INSTRUCTIONS FOR THE TASK:
Count the lines in the rows below that contain the word "plate", treating uppercase and lowercase as different, and reply with only the number.

[START OF DATASET CONTENT]

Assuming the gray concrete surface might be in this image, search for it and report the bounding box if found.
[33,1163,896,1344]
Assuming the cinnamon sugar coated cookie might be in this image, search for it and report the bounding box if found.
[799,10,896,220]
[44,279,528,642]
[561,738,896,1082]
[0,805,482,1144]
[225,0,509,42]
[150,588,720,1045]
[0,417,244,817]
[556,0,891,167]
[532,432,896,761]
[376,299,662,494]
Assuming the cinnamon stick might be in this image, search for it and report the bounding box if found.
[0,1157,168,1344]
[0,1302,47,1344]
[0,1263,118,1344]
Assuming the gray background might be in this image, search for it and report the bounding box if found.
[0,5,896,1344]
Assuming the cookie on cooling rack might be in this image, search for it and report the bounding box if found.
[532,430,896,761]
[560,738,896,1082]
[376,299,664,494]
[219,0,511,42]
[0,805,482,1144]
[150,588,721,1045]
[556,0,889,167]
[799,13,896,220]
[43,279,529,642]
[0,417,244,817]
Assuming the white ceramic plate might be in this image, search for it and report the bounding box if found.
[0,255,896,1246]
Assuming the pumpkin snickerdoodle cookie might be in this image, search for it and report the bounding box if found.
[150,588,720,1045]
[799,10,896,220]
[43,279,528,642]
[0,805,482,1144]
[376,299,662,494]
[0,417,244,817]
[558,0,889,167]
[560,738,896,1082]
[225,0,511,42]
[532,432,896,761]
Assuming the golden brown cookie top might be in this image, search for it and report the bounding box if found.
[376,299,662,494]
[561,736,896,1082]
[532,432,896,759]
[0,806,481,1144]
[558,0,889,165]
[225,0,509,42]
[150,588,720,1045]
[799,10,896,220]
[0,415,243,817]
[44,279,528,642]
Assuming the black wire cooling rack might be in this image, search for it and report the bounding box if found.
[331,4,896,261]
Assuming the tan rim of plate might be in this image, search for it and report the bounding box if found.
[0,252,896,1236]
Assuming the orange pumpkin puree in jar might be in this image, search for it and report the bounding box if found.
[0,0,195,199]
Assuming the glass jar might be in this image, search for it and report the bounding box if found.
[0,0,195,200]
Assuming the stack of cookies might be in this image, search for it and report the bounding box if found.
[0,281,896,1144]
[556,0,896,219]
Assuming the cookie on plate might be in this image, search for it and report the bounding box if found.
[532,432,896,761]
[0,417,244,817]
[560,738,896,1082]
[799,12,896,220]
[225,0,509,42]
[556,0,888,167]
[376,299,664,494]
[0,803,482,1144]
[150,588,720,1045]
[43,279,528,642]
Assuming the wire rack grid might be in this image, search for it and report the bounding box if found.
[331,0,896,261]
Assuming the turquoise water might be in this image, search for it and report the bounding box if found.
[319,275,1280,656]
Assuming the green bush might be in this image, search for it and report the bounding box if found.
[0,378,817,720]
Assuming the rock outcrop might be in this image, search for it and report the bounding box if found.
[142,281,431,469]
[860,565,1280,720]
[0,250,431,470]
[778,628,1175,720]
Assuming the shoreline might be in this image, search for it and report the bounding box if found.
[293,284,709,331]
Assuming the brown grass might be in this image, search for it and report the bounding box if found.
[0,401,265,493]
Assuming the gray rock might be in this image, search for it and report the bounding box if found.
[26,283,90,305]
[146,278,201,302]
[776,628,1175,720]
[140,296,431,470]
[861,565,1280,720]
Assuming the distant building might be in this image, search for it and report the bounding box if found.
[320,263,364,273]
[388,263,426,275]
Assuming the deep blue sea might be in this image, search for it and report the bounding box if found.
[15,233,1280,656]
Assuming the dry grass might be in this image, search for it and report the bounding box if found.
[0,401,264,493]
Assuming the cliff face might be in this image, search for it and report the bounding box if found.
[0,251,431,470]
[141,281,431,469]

[END OF DATASET CONTENT]

THE ANSWER:
3